## START Extracted data
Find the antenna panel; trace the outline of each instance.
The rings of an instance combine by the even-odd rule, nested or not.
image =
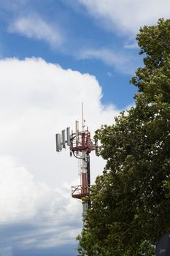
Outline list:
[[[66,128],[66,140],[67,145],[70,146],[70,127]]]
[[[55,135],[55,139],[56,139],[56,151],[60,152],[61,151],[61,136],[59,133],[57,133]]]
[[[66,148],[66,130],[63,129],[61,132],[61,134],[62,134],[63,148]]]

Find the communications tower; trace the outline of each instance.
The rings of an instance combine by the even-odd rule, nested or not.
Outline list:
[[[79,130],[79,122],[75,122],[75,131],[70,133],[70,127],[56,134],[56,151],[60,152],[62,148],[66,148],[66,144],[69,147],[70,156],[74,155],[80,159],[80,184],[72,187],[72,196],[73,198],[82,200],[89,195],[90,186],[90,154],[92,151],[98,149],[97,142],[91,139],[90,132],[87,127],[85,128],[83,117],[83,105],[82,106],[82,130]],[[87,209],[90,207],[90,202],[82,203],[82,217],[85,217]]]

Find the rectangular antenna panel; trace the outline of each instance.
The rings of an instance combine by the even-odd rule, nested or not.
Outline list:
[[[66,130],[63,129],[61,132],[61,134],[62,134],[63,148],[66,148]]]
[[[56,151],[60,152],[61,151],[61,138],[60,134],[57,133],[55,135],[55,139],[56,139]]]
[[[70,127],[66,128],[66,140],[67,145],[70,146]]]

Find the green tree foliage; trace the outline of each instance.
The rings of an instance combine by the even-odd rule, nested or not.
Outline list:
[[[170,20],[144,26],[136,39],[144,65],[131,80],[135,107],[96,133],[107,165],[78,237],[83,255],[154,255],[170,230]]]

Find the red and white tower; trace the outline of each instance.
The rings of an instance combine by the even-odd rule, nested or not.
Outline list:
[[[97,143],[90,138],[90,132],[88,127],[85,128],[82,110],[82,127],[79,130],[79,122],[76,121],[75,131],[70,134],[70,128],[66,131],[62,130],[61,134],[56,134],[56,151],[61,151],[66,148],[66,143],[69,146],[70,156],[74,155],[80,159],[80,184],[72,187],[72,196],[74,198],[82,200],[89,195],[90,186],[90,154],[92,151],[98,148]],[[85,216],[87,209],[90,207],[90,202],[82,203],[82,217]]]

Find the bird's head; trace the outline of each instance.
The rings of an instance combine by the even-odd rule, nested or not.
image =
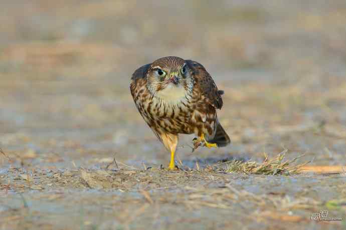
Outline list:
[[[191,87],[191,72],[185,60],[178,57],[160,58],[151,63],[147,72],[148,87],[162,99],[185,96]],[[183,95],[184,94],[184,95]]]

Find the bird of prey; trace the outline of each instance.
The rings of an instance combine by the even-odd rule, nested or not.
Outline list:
## END Extracted data
■ Request
Pull out every line in the rows above that contains the word "antenna". Case counts, so match capital and lowercase letters precisely.

■ Reply
Find the antenna panel; trace the outline of each instance.
Find the rectangular antenna panel; trace the outline of each instance.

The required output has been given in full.